• [Stated problem]
Output the rows from the line containing "In the image shown below, in which region does the bare" through the line containing "[431,51,643,92]", both ends included, as a JSON list of strings with one string per line and blank lines omitted. Leave the pictures out of the answer.

• [Given records]

>> begin

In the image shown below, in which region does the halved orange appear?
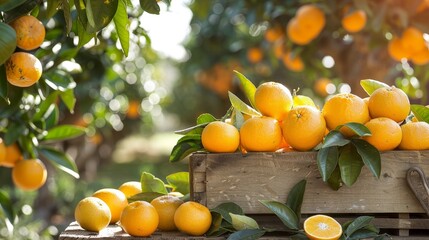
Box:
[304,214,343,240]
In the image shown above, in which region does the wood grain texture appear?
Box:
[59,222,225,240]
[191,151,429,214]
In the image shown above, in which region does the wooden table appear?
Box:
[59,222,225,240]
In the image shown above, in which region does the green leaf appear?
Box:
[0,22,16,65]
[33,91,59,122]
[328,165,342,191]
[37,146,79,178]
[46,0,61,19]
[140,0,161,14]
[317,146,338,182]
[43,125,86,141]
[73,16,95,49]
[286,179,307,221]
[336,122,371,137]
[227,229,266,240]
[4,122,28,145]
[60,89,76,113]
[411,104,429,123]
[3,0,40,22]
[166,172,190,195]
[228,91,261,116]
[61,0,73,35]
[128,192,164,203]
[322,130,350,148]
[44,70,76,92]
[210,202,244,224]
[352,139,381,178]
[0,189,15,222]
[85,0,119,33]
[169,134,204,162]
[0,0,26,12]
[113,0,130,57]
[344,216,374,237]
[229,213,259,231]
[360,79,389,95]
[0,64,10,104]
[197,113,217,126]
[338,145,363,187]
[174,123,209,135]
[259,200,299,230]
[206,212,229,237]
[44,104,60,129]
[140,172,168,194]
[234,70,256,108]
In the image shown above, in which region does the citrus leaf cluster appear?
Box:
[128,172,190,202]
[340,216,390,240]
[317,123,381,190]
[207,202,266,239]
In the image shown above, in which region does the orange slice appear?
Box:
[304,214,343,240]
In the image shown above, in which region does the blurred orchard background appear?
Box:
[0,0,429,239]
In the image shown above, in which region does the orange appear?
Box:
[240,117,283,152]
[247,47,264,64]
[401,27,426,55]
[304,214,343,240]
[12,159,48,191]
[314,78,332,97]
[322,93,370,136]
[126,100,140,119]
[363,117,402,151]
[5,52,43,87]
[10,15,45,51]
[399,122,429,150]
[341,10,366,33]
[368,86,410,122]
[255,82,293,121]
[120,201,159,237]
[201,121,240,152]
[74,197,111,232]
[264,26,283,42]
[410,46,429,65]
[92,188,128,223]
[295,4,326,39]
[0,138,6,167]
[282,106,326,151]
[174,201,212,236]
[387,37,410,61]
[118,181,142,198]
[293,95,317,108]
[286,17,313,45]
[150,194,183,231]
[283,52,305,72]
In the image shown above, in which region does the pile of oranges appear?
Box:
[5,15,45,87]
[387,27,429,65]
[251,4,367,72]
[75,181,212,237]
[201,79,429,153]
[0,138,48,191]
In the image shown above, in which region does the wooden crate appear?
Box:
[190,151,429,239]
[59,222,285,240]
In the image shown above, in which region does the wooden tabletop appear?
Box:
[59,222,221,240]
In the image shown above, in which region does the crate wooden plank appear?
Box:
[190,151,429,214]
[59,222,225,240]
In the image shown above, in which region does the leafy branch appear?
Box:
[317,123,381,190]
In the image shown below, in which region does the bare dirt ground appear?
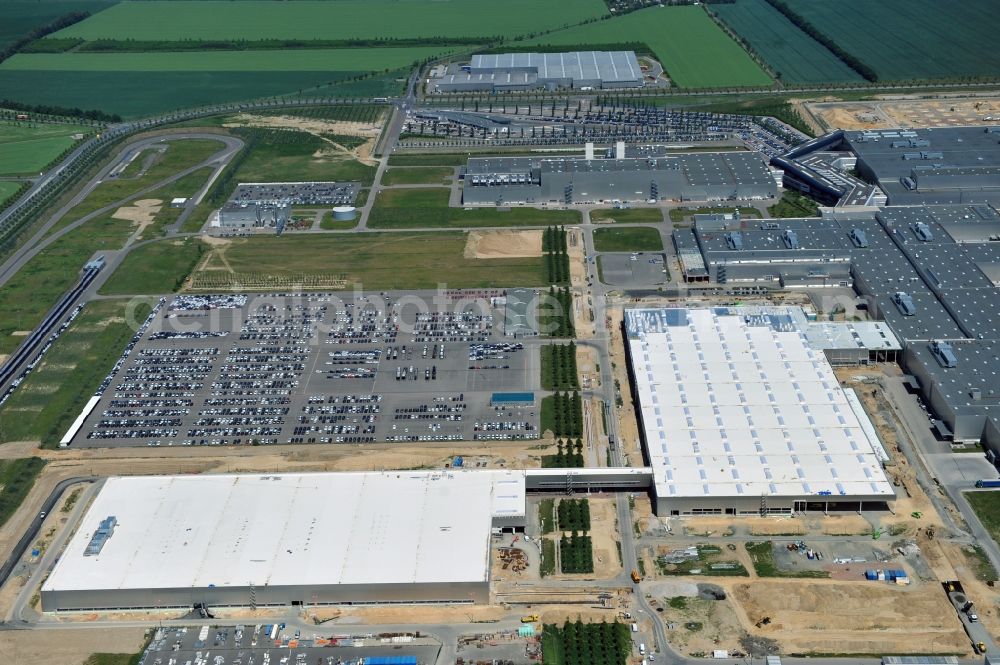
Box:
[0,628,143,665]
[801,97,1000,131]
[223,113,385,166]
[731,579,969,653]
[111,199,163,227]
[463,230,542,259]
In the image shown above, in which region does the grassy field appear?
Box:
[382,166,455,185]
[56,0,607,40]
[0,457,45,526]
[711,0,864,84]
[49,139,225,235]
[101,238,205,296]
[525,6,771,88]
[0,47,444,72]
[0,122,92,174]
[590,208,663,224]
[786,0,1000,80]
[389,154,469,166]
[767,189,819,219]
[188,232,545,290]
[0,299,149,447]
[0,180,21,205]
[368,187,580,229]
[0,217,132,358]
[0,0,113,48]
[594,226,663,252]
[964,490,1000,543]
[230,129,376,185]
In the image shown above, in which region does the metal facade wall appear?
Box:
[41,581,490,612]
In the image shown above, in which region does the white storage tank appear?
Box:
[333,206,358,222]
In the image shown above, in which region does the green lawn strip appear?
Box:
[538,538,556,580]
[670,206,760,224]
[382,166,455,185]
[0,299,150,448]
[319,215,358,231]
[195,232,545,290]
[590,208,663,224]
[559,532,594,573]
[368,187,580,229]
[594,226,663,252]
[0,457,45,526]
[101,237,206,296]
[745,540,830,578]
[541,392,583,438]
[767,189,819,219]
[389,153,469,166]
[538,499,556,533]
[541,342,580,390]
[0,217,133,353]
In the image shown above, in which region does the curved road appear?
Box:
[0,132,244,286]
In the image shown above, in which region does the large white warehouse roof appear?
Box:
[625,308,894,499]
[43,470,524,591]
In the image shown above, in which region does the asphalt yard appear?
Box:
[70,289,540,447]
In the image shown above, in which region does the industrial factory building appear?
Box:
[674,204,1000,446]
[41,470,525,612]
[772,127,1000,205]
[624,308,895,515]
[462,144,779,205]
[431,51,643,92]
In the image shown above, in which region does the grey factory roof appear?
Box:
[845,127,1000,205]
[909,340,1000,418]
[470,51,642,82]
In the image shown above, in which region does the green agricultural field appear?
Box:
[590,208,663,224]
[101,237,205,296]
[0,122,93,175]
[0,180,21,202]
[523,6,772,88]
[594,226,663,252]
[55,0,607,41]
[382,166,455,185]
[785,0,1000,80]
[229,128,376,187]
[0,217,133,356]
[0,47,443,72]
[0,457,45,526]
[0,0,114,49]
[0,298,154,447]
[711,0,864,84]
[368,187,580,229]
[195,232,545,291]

>> end
>> begin

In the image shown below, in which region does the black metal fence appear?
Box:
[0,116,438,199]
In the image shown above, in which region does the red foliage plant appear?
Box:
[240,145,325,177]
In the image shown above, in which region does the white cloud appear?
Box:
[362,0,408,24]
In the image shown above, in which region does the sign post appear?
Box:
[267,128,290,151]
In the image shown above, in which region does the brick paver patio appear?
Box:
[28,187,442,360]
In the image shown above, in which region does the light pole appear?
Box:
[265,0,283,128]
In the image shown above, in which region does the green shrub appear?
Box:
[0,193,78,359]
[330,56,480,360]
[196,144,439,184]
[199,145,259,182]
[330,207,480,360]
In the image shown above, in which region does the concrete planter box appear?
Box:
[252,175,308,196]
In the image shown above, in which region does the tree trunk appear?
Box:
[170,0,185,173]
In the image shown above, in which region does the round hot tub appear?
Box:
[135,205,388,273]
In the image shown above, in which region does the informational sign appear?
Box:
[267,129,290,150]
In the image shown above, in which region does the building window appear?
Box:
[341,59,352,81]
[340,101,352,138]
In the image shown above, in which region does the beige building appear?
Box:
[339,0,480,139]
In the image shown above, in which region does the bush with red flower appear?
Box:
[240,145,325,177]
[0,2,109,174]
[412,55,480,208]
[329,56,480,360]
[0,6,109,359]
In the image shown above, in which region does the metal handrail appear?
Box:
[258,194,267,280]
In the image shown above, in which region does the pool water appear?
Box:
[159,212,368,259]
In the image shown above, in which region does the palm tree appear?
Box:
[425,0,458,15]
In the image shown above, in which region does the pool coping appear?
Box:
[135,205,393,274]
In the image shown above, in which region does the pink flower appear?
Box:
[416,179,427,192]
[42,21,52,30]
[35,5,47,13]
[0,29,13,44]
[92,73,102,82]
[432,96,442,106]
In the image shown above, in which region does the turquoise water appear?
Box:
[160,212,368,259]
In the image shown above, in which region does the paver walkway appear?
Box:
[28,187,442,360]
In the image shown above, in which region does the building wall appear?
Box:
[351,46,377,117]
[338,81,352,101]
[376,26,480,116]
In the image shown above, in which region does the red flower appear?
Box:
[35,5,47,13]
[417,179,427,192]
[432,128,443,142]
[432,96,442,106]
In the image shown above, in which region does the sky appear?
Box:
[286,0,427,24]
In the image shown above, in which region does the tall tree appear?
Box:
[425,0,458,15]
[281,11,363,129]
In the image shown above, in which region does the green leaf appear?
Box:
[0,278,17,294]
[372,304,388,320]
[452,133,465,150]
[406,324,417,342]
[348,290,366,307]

>> end

• [Written answer]
[
  "In the image shown below, in which region does the bare dirt ground appear?",
  "Box:",
  "[0,628,143,665]",
  "[801,97,1000,131]",
  "[223,113,385,166]",
  "[731,579,969,653]",
  "[111,199,163,227]",
  "[463,230,542,259]",
  "In the image shown above, in which region does the grassy field appear?",
  "Box:",
  "[382,166,455,185]",
  "[56,0,607,40]",
  "[0,457,45,526]",
  "[711,0,864,84]",
  "[49,139,225,235]",
  "[101,238,205,296]",
  "[525,6,771,88]",
  "[0,47,444,72]",
  "[0,122,92,174]",
  "[590,208,663,224]",
  "[786,0,1000,80]",
  "[389,154,469,166]",
  "[767,189,819,219]",
  "[188,232,545,290]",
  "[0,299,149,447]",
  "[0,180,21,205]",
  "[368,187,580,229]",
  "[0,217,132,358]",
  "[0,0,113,48]",
  "[594,226,663,252]",
  "[964,490,1000,543]",
  "[230,129,376,185]",
  "In the image shown above, in which region does the metal facade wall appear?",
  "Box:",
  "[41,581,490,612]",
  "In the image shown above, in which region does the white storage tank appear?",
  "Box:",
  "[333,206,358,222]",
  "In the image shown above, in which region does the green lawn strip appear?",
  "Box:",
  "[538,538,556,580]",
  "[670,206,760,224]",
  "[382,166,455,185]",
  "[0,299,150,448]",
  "[319,215,358,231]",
  "[195,232,545,290]",
  "[590,208,663,224]",
  "[559,532,594,573]",
  "[368,187,580,229]",
  "[594,226,663,252]",
  "[0,457,45,526]",
  "[101,237,206,296]",
  "[745,540,830,578]",
  "[541,392,583,438]",
  "[767,189,819,219]",
  "[389,153,469,166]",
  "[538,499,556,533]",
  "[541,342,580,390]",
  "[0,217,133,353]",
  "In the image shown above, in which region does the curved road appear?",
  "Box:",
  "[0,132,244,286]",
  "In the image shown above, in which region does the large white warehouse roof appear?",
  "Box:",
  "[625,308,894,499]",
  "[43,470,524,591]",
  "In the image shown above, in which region does the asphalt yard appear?",
  "Box:",
  "[70,289,540,447]",
  "In the image shown above, in which region does the industrial factory building appear?",
  "Box:",
  "[674,204,1000,446]",
  "[41,470,525,612]",
  "[772,127,1000,205]",
  "[624,308,895,515]",
  "[462,144,779,205]",
  "[431,51,643,92]"
]